__TASK TO CARRY OUT__
Whatever appears in the records should be given again exactly, down to the last mark.

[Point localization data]
▬▬▬▬▬▬▬▬▬▬

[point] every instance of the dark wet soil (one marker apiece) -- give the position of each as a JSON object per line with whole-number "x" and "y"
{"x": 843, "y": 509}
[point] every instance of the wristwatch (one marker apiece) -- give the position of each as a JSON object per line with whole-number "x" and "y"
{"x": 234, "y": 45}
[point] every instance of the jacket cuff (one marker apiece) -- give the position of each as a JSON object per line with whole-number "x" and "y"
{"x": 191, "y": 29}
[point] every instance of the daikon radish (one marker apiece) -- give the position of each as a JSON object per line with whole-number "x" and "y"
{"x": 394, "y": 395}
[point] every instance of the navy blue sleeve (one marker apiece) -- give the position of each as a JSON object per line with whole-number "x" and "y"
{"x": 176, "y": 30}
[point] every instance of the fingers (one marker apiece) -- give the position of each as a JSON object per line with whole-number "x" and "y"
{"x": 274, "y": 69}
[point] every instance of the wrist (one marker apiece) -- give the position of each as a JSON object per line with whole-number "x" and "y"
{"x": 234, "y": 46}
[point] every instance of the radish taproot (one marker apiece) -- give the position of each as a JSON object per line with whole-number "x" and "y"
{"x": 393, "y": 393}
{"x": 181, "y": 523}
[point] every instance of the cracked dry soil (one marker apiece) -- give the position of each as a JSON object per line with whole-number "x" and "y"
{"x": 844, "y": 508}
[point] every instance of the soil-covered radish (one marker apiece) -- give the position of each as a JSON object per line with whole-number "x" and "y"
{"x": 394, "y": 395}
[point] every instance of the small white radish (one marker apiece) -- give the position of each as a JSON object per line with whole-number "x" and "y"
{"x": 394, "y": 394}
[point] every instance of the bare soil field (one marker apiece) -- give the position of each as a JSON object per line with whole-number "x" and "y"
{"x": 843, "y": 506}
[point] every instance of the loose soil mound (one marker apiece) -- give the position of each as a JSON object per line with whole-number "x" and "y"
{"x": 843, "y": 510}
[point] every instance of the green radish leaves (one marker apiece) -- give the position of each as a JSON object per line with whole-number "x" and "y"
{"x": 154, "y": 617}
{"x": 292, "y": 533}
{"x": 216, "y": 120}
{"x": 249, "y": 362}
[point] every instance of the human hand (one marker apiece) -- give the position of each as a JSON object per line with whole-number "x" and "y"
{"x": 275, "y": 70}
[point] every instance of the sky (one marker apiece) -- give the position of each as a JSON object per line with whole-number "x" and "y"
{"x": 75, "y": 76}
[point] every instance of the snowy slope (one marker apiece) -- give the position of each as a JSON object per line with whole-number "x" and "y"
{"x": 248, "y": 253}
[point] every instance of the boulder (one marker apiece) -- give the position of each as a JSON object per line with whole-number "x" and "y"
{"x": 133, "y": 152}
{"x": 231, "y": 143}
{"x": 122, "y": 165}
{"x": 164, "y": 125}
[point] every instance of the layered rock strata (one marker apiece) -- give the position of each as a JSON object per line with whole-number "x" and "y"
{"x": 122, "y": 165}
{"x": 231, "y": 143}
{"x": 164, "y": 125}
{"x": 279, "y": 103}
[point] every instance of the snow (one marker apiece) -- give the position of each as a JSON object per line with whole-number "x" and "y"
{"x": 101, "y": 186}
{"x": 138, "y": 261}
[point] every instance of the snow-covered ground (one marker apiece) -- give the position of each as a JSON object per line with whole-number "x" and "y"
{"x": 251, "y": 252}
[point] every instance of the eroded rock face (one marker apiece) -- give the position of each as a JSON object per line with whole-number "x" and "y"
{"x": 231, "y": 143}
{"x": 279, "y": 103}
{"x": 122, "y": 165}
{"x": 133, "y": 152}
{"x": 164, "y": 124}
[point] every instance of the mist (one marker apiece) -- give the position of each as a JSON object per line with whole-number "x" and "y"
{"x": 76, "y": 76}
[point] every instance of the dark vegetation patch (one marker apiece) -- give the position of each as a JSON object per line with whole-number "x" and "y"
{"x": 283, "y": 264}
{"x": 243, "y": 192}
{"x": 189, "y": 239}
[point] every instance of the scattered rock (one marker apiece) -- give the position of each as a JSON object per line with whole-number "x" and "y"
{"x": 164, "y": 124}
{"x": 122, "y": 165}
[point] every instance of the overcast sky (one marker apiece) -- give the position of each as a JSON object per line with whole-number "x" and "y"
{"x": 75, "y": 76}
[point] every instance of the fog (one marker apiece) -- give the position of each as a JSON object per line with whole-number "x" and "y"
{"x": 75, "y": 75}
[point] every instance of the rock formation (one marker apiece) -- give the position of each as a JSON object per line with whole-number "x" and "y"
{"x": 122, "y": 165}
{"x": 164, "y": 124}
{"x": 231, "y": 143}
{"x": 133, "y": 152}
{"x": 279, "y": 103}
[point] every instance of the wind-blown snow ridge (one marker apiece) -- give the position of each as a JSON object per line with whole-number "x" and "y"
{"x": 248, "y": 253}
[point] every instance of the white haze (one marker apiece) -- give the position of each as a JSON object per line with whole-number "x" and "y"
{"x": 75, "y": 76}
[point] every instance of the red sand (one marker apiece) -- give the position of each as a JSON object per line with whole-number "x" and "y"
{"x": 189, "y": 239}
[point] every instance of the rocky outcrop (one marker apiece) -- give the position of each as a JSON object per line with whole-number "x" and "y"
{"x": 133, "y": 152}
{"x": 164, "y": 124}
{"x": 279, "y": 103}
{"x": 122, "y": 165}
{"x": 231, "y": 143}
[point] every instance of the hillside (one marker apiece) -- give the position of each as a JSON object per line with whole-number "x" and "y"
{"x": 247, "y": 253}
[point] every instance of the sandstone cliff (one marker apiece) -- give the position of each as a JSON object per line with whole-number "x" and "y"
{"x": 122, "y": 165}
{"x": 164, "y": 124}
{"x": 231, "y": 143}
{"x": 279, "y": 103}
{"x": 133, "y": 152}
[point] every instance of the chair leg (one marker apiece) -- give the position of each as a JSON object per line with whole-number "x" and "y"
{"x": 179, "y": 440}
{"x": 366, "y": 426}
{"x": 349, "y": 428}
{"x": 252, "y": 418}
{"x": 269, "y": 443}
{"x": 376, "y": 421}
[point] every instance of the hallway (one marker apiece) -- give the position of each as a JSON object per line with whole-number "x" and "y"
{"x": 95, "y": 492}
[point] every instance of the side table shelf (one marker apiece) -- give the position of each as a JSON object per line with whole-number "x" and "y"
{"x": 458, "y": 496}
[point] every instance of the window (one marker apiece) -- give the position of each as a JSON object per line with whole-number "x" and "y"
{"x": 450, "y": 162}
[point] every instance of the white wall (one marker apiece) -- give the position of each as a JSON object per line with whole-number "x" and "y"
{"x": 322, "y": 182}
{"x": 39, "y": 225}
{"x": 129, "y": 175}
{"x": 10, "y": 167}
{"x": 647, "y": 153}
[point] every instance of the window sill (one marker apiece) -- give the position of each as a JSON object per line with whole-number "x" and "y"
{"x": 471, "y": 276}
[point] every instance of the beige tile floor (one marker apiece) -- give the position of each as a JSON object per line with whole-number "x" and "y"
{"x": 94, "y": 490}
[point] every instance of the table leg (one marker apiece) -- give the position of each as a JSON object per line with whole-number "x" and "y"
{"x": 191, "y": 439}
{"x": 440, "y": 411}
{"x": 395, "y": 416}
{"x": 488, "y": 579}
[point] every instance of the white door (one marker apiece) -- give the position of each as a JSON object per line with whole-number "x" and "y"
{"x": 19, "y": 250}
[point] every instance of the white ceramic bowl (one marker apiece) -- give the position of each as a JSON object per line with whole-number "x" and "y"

▬▬▬▬▬▬▬▬▬▬

__THE COMPLETED TASK__
[point] every instance of the dark wet soil (one marker apiece) -- give the position of each as a JSON object per line with whole-number "x" and "y"
{"x": 843, "y": 509}
[point] every instance of the wristwatch (one marker apiece) -- give the position of each as a JSON object per line with whole-number "x" and "y"
{"x": 234, "y": 45}
[point] every instance of the jacket cuff (one marker apiece) -- give the position of each as a JSON object per line with whole-number "x" and "y"
{"x": 191, "y": 29}
[point] every instance of the daikon radish (one marker apiece) -- give the position of each as a JSON object per line with whole-number "x" and "y"
{"x": 394, "y": 395}
[point] every instance of the navy blue sleeve (one marker apiece) -- give the position of each as a JSON object per line with whole-number "x" and "y"
{"x": 176, "y": 30}
[point] every instance of the fingers (one marker apiece) -- give the position of each as a JSON object per line with whole-number "x" and "y"
{"x": 274, "y": 69}
[point] every instance of the wrist (one marker apiece) -- give the position of each as a JSON object per line with whole-number "x" and "y"
{"x": 234, "y": 46}
[point] every instance of the radish taproot (one marker apiece) -- give the position of each as a JSON object per line with whole-number "x" and "y"
{"x": 393, "y": 393}
{"x": 181, "y": 523}
[point] every instance of the cracked dry soil (one marker apiece) -- give the position of each as a JSON object per line with whole-number "x" and "y"
{"x": 844, "y": 508}
[point] every instance of the soil-covered radish (one marker apiece) -- give the position of each as a JSON object per line with whole-number "x" and "y"
{"x": 394, "y": 395}
[point] every instance of the small white radish (one marker apiece) -- give the position of each as a JSON object per line with whole-number "x" and "y"
{"x": 394, "y": 394}
[point] every instance of the bare soil field (one marker apiece) -- give the position of each as a JSON object per line with whole-number "x" and "y"
{"x": 843, "y": 506}
[point] every instance of the loose soil mound (one marker apiece) -- give the position of each as a JSON object per line with whole-number "x" and "y"
{"x": 843, "y": 510}
[point] every instance of the green radish leaves (one marker apiece) -- give the position of each as a JSON object per line with whole-number "x" and "y"
{"x": 154, "y": 617}
{"x": 292, "y": 533}
{"x": 216, "y": 120}
{"x": 249, "y": 362}
[point] every instance of the human hand (one marker apiece) -- give the position of each as a JSON object per line with whole-number "x" and "y"
{"x": 275, "y": 70}
[point] every instance of the sky (one marker apiece) -- give the position of each as a JSON object per line with whole-number "x" and "y"
{"x": 75, "y": 76}
[point] every instance of the snowy slope (one marker apiece) -- give the position of each as a JSON object per line with whole-number "x" and "y"
{"x": 248, "y": 253}
[point] every instance of the boulder (one marker apiece) -- give the position of each as a JSON object per line with whole-number "x" and "y"
{"x": 133, "y": 152}
{"x": 231, "y": 143}
{"x": 122, "y": 165}
{"x": 164, "y": 125}
[point] every instance of the layered rock strata (one marker apiece) -- give the position of each as a JSON object per line with whole-number "x" and "y"
{"x": 122, "y": 165}
{"x": 231, "y": 143}
{"x": 164, "y": 125}
{"x": 279, "y": 103}
[point] every instance of the snow (one marker apiece) -- give the position of each as a JSON object per line with whole-number "x" and "y"
{"x": 101, "y": 186}
{"x": 138, "y": 261}
[point] every instance of the snow-covered ground (one marker apiece) -- give the position of each as a JSON object per line with whole-number "x" and "y"
{"x": 251, "y": 252}
[point] every instance of the eroded rock face (one marker apiece) -- give the position of each as a JSON object per line with whole-number "x" and "y"
{"x": 231, "y": 143}
{"x": 279, "y": 103}
{"x": 122, "y": 165}
{"x": 133, "y": 152}
{"x": 164, "y": 124}
[point] every instance of the mist (one marker apiece) -- give the position of each as a JSON object per line with whole-number "x" and "y"
{"x": 76, "y": 76}
[point] every instance of the dark vegetation patch (one marker apiece) -- give the position of each as a JSON object per line with whole-number "x" and "y"
{"x": 283, "y": 264}
{"x": 243, "y": 192}
{"x": 189, "y": 239}
[point] every instance of the scattered rock (one marker apiece) -- give the position of each as a JSON object per line with whole-number "x" and "y"
{"x": 164, "y": 124}
{"x": 122, "y": 165}
[point] every instance of the overcast sky (one marker apiece) -- give the position of each as a JSON object per line with whole-number "x" and "y"
{"x": 75, "y": 76}
[point] every instance of the fog (one marker apiece) -- give the position of each as a JSON object per line with whole-number "x" and "y"
{"x": 75, "y": 75}
[point] every instance of the rock formation (one marker apiece) -- give the position of each as a JSON object per line with whole-number "x" and "y"
{"x": 122, "y": 165}
{"x": 164, "y": 124}
{"x": 231, "y": 143}
{"x": 133, "y": 152}
{"x": 279, "y": 103}
[point] every instance of the wind-blown snow ridge (one marker apiece) -- give the position of each as a JSON object per line with whole-number "x" and "y"
{"x": 248, "y": 253}
[point] every instance of the white haze (one marker apiece) -- give the position of each as a JSON object per line with whole-number "x" and "y"
{"x": 75, "y": 76}
[point] every instance of the red sand (one marker apiece) -- give the position of each as a JSON object per line with whole-number "x" and "y"
{"x": 189, "y": 239}
[point] every instance of the rocky outcrop (one marker apiece) -- give the position of each as a JSON object per line with whole-number "x" and "y"
{"x": 133, "y": 152}
{"x": 164, "y": 124}
{"x": 279, "y": 103}
{"x": 122, "y": 165}
{"x": 231, "y": 143}
[point] every instance of the hillside (one marker apiece) -- give the position of each as a JSON object per line with whole-number "x" and "y"
{"x": 247, "y": 253}
[point] every instance of the sandstone cliff (one marker apiece) -- give the position of each as a JSON object per line with whole-number "x" and "y"
{"x": 122, "y": 165}
{"x": 164, "y": 124}
{"x": 231, "y": 143}
{"x": 279, "y": 103}
{"x": 133, "y": 152}
[point] every instance of the chair leg (one marker apiece) -- give the position of each as a JSON object per line with whole-number "x" and "y"
{"x": 179, "y": 440}
{"x": 366, "y": 426}
{"x": 349, "y": 428}
{"x": 252, "y": 418}
{"x": 269, "y": 443}
{"x": 376, "y": 421}
[point] every instance of the hallway (one marker apiece) -- give the position of each as a JSON object per line with whole-number "x" and "y"
{"x": 95, "y": 492}
[point] every instance of the side table shelf (one marker apiece) -- give the position of each as a JSON object per line with whole-number "x" and "y"
{"x": 458, "y": 496}
[point] every instance of the window (one marker apiece) -- give the position of each as a JSON object per line with whole-number "x" and "y"
{"x": 450, "y": 162}
[point] every instance of the white wall (one marker apiece) -- give the position of each as a JSON object per line with whole-number "x" and "y"
{"x": 322, "y": 182}
{"x": 39, "y": 225}
{"x": 129, "y": 175}
{"x": 10, "y": 167}
{"x": 647, "y": 153}
[point] every instance of the window sill (one marker apiece) -- give the position of each as a JSON object per line with whole-number "x" and "y"
{"x": 471, "y": 276}
[point] every instance of the beige tile floor (one marker apiece) -- give the position of each as a JSON object per line with whole-number "x" and "y"
{"x": 94, "y": 490}
[point] every instance of the table leg (one marker apiece) -- give the position of each as a JSON object per line with whole-number "x" and "y"
{"x": 191, "y": 439}
{"x": 440, "y": 411}
{"x": 395, "y": 416}
{"x": 488, "y": 579}
[point] every instance of the white door (one marker apiece) -- give the position of each as a JSON object per line with whole-number "x" and "y"
{"x": 19, "y": 250}
[point] every instance of the white ceramic bowl (one marker apiece) -- give the position of each as a JSON object per line with whole-number "x" and "y"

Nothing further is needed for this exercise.